- _Okuma parçası_:
== == ==

Anayasa Mahkemesi’nin “yetki davalarının uzaması sendika hakkının ihlalidir” diyen kararı işçinin elinde bir mücadele kozu olabilir

AYM Kararı - yetki davası

Gizem Özdem[1]

Anayasa Mahkemesi, 17.02.2021 tarihinde Resmî Gazete’de yayınlanan emsal nitelikteki kararı ile sendika yetki tespitine itiraz talebiyle açılan davanın makul sürede sonuçlanmaması nedeniyle sendika hakkının ihlâl edildiğini hüküm altına aldı. Başvurucu sendikaya 25 bin TL manevi tazminat ödenmesine karar verdi. Sendika kurma hakkını (doğal olarak sendikaya üye olma hakkını da içermektedir) pek çok açıdan değerlendiren bu karar, ihlâlin Hakimlik kararından kaynaklandığını da ortaya koyarak derece mahkemelerinin (ilk itirazı inceleyen mahkemeden Yargıtay’a kadar) sendikal hakkın ihlâli noktasındaki sorumluluğuna da vurgu yapıyor.

Sendika yetki tespitine itiraz davası 4 yıl sürüncemede kaldı

Anayasa Mahkemesine başvuruda bulunan Türkiye Gıda ve Şeker Sanayi İşçileri Sendikası (Şeker-İş), merkezi İstanbul’da fabrikası ise Afyonkarahisar’da bulunan 141 işçinin çalıştığı ve 78 sendikalı işçinin bulunduğu işyerinde, yetkili sendika olduğunun tespiti için 4 Ağustos 2014 tarihinde Çalışma ve Sosyal Güvenlik Bakanlığına başvurmuş, Bakanlık 7 Ağustos 2014 tarihinde Şeker-İş sendikasının yetkili olduğunu tespit etmiştir. İşveren ise 9 Ağustos 2014 tarihinde hem İstanbul’da hem de Afyonkarahisar’da yetki tespitine itiraz davası açmıştır. Bu itiraz ile sendikanın toplu iş sözleşmesi (TİS) süreci dava sonuçlanana kadar durmuştur. İşverenin açtığı dava, yetki başvurusu tarihi itibarıyla toplam 141 işçiden 78'inin davalı Sendikanın üyesi olarak %55,32 çoğunluk sağladığı gerekçesiyle reddedilmiş ve Yargıtay’ın 8 Kasım 2018 tarihli ilamıyla karar kesinleşmiştir. Şeker-İş sendikasında örgütlenen işçiler ve sendika sonunda haklı çıktıkları bu dava nedeniyle tam 4 yıl boyunca sendikal haklarını kullanamamıştır.

== == ==

- _Verilen öğeler_:
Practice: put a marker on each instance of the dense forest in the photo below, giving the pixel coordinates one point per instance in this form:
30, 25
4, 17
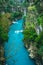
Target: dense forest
32, 12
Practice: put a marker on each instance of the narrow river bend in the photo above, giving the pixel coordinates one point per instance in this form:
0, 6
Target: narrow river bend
15, 52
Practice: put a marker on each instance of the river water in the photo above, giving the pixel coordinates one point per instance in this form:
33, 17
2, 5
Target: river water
15, 52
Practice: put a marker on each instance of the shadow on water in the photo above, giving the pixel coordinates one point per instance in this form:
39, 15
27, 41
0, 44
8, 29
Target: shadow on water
15, 52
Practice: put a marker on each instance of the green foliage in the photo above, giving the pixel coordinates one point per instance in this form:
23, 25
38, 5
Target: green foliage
4, 25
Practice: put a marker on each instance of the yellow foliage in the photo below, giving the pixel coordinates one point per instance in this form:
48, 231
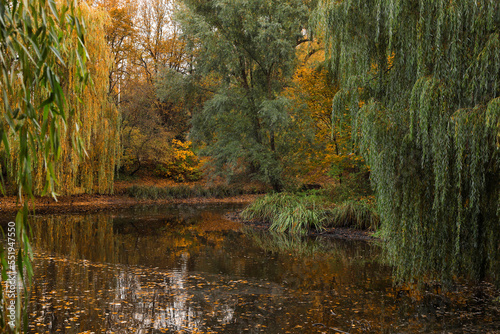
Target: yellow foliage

== == ==

- _Görev tanımı_:
Anayasa Mahkemesi kararıyla ilgili yazıyı son cümlesinin ardından devam ettirin. Öğelerin Anayasa Mahkemesi kararıyla ilgili yazıyla bir bağlantısı yoktur.

- _Sonuç_:
Sendikanın olduğu kadar işçilerin sendika hakkı da ihlâl ediliyor

Şeker-İş sendikasının yaptığı başvuruyu inceleyen Anayasa Mahkemesi, Toplu İş Sözleşmesi (TİS) ve sendikal özgürlüğün birbirine sıkı sıkıya bağlı olan haklar olduğunu ortaya koyduktan sonra bu hakkın önemini hem işçiler hem de sendika açısından değerlendiriyor. Mahkemeye göre, “(…) işçilerin bir sendikaya üye olmalarındaki başlıca amaçlardan birisi de o işyerinde yapılacak bir toplu iş sözleşmesi ile sosyal ve ekonomik haklar ile çalışma şartlarını geliştirmek ve korumaktır. TİS beraberinde grev hakkını da getirir. Yani işçilerin TİS ile buluşamaması sendikal haklardan bir bütün olarak yararlanamamaları anlamına da gelmektedir. Somut olayda başvuruya konu işyerinde işçiler dört yıl gibi uzunca bir süre TİS'in getireceği sendikal haklar ve koruma sisteminden faydalanamamıştır. (…)” Her ne kadar, Anayasa Mahkemesine başvuran sendika olsa da yalnızca sendika değil işçiler de mağdur edilmektedir. Senelere yayılan yargılamalar nedeniyle işçiler toplu iş sözleşmesinin sağlayacağı sosyal ve ekonomik haklardan yararlanamamaktadır.

Mahkemeler sendika yetki tespiti itirazı davalarında hızlıca karar vermelidir

İlgili kararda Anayasa Mahkemesi, derece mahkemeleri tarafından izlenen usulü denetlemiş ve sendika hakkı bağlamında devletin pozitif yükümlülüklerini yerine getirip getirmediğini incelemiştir.  Anayasa Mahkemesi, itirazı inceleyen mahkemelerin sorumluluğunu şu ifadelerle ortaya koymuştur: “(…) İncelenen olayda yetki tespitine itiraz davasının sürüncemede bırakılarak makul bir sürede karara bağlanmaması sebebiyle Anayasa'nın 51. maddesinde güvence altına alınan sendika hakkının ihlal edildiğine karar verilmiştir. Dolayısıyla ihlalin Hâkimlik kararından kaynaklandığı anlaşılmıştır. (…)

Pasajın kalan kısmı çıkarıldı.